— START —

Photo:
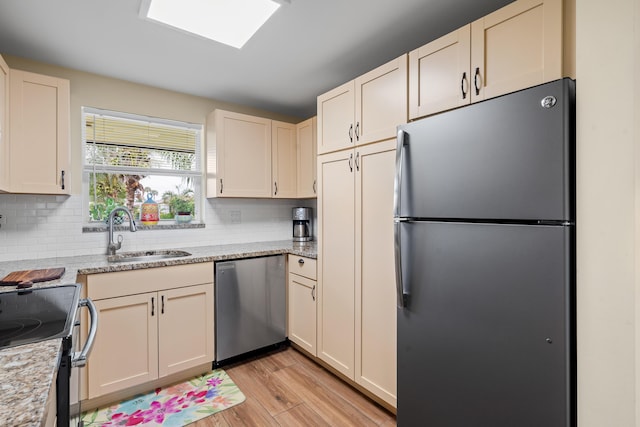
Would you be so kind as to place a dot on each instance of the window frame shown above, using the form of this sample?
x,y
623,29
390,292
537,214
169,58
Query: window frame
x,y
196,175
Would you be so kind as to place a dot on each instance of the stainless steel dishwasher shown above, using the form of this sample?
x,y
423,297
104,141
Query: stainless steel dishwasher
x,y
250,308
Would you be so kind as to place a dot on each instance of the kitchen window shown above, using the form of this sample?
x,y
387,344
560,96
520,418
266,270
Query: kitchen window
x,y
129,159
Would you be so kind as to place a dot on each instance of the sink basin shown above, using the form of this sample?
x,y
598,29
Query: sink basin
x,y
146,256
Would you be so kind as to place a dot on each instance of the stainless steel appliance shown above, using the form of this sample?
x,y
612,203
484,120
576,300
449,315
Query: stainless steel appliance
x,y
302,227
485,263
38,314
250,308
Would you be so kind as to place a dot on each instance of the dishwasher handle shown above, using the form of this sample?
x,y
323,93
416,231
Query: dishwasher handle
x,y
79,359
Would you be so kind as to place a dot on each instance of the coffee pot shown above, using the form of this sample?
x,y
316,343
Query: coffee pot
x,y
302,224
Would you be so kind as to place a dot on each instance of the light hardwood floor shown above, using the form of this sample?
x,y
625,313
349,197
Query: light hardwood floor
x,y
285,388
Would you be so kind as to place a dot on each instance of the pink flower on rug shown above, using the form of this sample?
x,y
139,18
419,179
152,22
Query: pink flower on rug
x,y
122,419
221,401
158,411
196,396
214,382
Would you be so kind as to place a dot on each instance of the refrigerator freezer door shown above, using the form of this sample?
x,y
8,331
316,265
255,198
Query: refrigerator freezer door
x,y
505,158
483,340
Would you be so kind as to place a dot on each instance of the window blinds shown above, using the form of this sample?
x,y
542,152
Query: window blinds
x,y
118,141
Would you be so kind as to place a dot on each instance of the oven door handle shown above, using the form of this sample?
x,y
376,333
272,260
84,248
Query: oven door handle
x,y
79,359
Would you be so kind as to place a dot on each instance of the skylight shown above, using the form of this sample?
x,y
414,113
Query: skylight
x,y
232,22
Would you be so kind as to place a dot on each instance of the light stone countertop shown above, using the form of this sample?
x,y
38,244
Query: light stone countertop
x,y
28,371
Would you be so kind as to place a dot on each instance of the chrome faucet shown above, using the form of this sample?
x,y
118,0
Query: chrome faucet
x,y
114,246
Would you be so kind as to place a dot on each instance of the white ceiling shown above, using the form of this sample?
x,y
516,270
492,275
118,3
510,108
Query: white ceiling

— END —

- **Instructions to follow**
Print out every entry above without changing a word, and leave out the pictures.

- **Answer to the exercise**
Photo:
Would you be so kind as to place a dot on each instance of the window frame shown above, using the form of this sample?
x,y
623,29
390,292
537,214
169,58
Query: window frame
x,y
196,175
Would you be so kind as to place a dot on each instance of the stainless steel dishwasher shown above, using the form of this sample?
x,y
423,297
104,141
Query: stainless steel dishwasher
x,y
250,308
Would you be so kind as to place a dot on each instance of the kitchen window shown above, using the form of this sample?
x,y
387,344
560,96
520,418
266,270
Query: kitchen window
x,y
129,159
Would you be so kind as to place a dot on each instance of the sink basin shown above, using the form of this sample?
x,y
598,29
Query: sink basin
x,y
146,256
Would you be so kind as to place a dot on each instance of the stainless steel appliance shown above, using the form of this sample?
x,y
612,203
484,120
576,300
449,315
Query: stainless steel appliance
x,y
302,227
485,263
38,314
250,308
Would you be so kind as to place a dot on each instance of the dishwasher handle shown above, using the form of this sample?
x,y
323,93
416,231
Query: dishwasher handle
x,y
79,359
Would you be so kind as to place a dot on each instance of the coffee pot shown above, using the form of this sample?
x,y
316,343
Query: coffee pot
x,y
302,224
Would you be so kind as to place a dot on each instance of the light hardwood floor shown above, using the form of this sample?
x,y
625,313
349,197
Query: light hardwood floor
x,y
285,388
Would you be so kind as to place a dot on each instance of the pink flower on rug shown above, using the form of this sample?
x,y
139,18
419,179
152,22
Query: pink flower on rug
x,y
122,419
221,401
158,411
196,396
214,382
Would you be so kind as to place a dot on each instance of the refrigerator freezer door shown above, using the form of this sample?
x,y
8,331
316,265
255,198
Query: refrigerator freezer door
x,y
505,158
483,340
Would you be so kind as to place a dot on each instance of the window blinds shown above, using the form of this sample?
x,y
542,152
Query: window blinds
x,y
118,141
Would you be so kind as to place a dot on each instance of the oven door handle shown above, using the form of this sample?
x,y
376,333
272,260
84,248
Query: oven door handle
x,y
79,359
Would you be so kind as to place a dot on each instance of the skylight shown above, using the form of this sample?
x,y
414,113
Query: skylight
x,y
232,22
Would you be so kind as to place a dot on each instance of the light stone countertop shown above, using the form of this sample?
x,y
38,244
Query: light stone countertop
x,y
28,371
Would you be so kind as to place a dot on each instance of the chrome faucet shown above, using the form of this sample?
x,y
118,0
Query: chrome faucet
x,y
114,246
Would you be so kind as to place a dot on each instance of the white ceiling shown above, using the form of this sample?
x,y
516,270
492,275
118,3
510,108
Query: white ceiling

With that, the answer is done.